*Exercise instructions:* All lines of the material below that include the string "each" are to be copied.

-- Information given follows --

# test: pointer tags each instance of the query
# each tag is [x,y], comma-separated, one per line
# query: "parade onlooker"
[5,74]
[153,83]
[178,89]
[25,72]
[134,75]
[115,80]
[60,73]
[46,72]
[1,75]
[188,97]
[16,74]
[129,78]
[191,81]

-- Information given concluded --

*Solution to this problem:*
# test: pointer tags each instance of the query
# each tag is [x,y], comma-separated, one per line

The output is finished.